— start PROVIDED PASSAGE —
# Bumper boy upgrade



## Gettingbirdy (Jun 16, 2014)

I am very happy with the new electronics!!!


----------



## Ultra Tweaker (Mar 7, 2011)

Please explain. Where did you get this upgrade?


----------



## craig cramer (Jan 29, 2014)

how did you wire it and do you think it would work with a dog tra


----------



## Gettingbirdy (Jun 16, 2014)

I did the upgrade. Lol


----------



## Gettingbirdy (Jun 16, 2014)

It would work with dogtra also....


----------



## craig cramer (Jan 29, 2014)

good to know thanks


----------



## Gettingbirdy (Jun 16, 2014)

Tony I can't private message yet...


----------



## BARRY B (Feb 24, 2008)

Tttttttttttttttttttttt


----------



## bama stripes (Mar 13, 2008)

Tell us how you did the upgrade.


----------



## Gettingbirdy (Jun 16, 2014)

The hardest part of the change over is the servo's there is some soldering and there is some timing issues you have to play with. And don't screw with your bumper boy harness leave it alone!!!! Remove everything and get aftermarket wire. The harness and electronics could be sold later to a bumper boy purist!!


----------



## Jamee Strange (Jul 24, 2010)

I am also curious as to how you did the upgrade. That looks like a great idea!


----------



## outdoordave (Oct 11, 2004)

Can it be made to work on an eight or twelve shooter?


----------



## Gettingbirdy (Jun 16, 2014)

I think this set up works good on 2 or 4 shooter... Remember ever two bumpers needs a receiver!!!


----------



## bama stripes (Mar 13, 2008)

Are you saying that a 4 shooter requires 2 receivers ?


----------



## Gettingbirdy (Jun 16, 2014)

That's correct!!!


----------



## NateB (Sep 25, 2003)

What about if you used the Sportdog electronics with the 9 different ports?
I have been using BB elec to run my wingers for years and have learned how to wire and adaptor. I need to try to reverse things so I can go the other way. My BB transmitter is getting used hard and the cover over the button is beginning to break down. I hope to use Sport dog elec so I can run a 4 shooter and still have a retiring gun if needed, and a shot before the throw if I want.
I would prefer not to solder inside the servo but know how to do it, I would prefer to use a servo extension wire and solder it to a RCA plug but have yet to figure that out.


----------



## Gettingbirdy (Jun 16, 2014)

Nate I can help you with it!!! I PM you. Thanks


----------



## bama stripes (Mar 13, 2008)
— end PROVIDED PASSAGE —
— start EXTRACTED ENTRIES —
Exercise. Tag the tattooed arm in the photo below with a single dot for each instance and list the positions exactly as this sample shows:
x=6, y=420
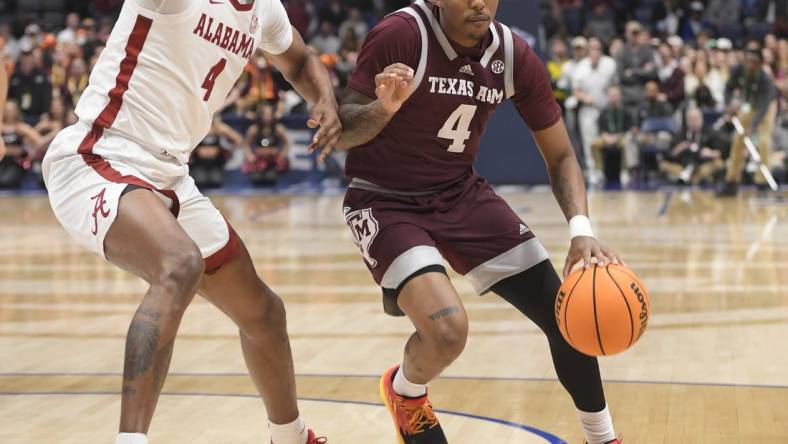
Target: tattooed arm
x=569, y=189
x=362, y=117
x=566, y=177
— end EXTRACTED ENTRIES —
• PROMPT 1:
Answer these from the bumper boy thread:
(a) What does Gettingbirdy call the hardest part of the change over?
(b) How many receivers does a 4 shooter need?
(c) What part of NateB's BB transmitter is beginning to break down?
• PROMPT 2:
Reproduce every line of the listing word for word, leaving out the picture.
The bumper boy thread and the listing are unrelated to each other.

• ANSWER 1:
(a) The servos.
(b) Two receivers.
(c) The cover over the button.

• ANSWER 2:
Exercise. Tag the tattooed arm in the photo below with a single dot for each instance and list the positions exactly as this sample shows:
x=6, y=420
Target: tattooed arm
x=569, y=189
x=362, y=117
x=566, y=177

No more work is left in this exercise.